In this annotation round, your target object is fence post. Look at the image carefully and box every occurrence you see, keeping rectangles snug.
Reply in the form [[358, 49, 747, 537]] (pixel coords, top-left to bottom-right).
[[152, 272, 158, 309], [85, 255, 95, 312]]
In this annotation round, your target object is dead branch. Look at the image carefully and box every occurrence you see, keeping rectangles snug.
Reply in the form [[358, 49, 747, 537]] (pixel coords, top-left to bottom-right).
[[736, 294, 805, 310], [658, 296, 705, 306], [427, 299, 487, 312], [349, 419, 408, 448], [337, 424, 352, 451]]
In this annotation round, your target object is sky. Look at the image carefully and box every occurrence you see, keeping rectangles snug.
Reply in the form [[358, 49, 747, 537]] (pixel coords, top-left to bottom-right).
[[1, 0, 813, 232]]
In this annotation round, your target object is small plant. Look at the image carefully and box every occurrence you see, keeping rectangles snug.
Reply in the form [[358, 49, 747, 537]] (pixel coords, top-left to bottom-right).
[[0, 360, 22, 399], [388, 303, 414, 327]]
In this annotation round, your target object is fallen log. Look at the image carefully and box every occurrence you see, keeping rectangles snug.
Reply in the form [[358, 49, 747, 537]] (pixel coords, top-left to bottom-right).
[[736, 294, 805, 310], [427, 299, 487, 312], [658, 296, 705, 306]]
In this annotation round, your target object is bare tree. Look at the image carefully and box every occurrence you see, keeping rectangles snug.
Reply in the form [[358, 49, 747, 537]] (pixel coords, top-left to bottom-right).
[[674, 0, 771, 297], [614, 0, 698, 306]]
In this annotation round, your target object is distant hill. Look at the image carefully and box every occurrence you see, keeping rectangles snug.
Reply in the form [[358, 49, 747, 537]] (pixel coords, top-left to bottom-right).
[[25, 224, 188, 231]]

-----

Exercise
Each line in the records that carries "snug" must be copied out.

Response
In this annotation round, your target object is fence post. Look at the image carefully and box every occurrence you see, keeping rectangles snug.
In this annotation round, your target object is dead branch. Look at the image carefully and box every occurrence you see, keeping rectangles snug.
In this annotation round, your target object is sky. Look at the image carefully and box every occurrence you see, keeping rectangles snug.
In this annotation round, your target object is small plant. Look at the image carefully and box every occurrence you see, keeping rectangles snug.
In this annotation round, your target object is fallen log. Look at the image carefully and box every occurrence you see, keeping rectangles snug.
In this annotation round, your target object is bare tree. Look at the image carefully and box every occurrence you see, keeping rectangles snug.
In this annotation round, your target object is distant hill. Look at the image carefully and box every occurrence you see, keeping rectangles snug.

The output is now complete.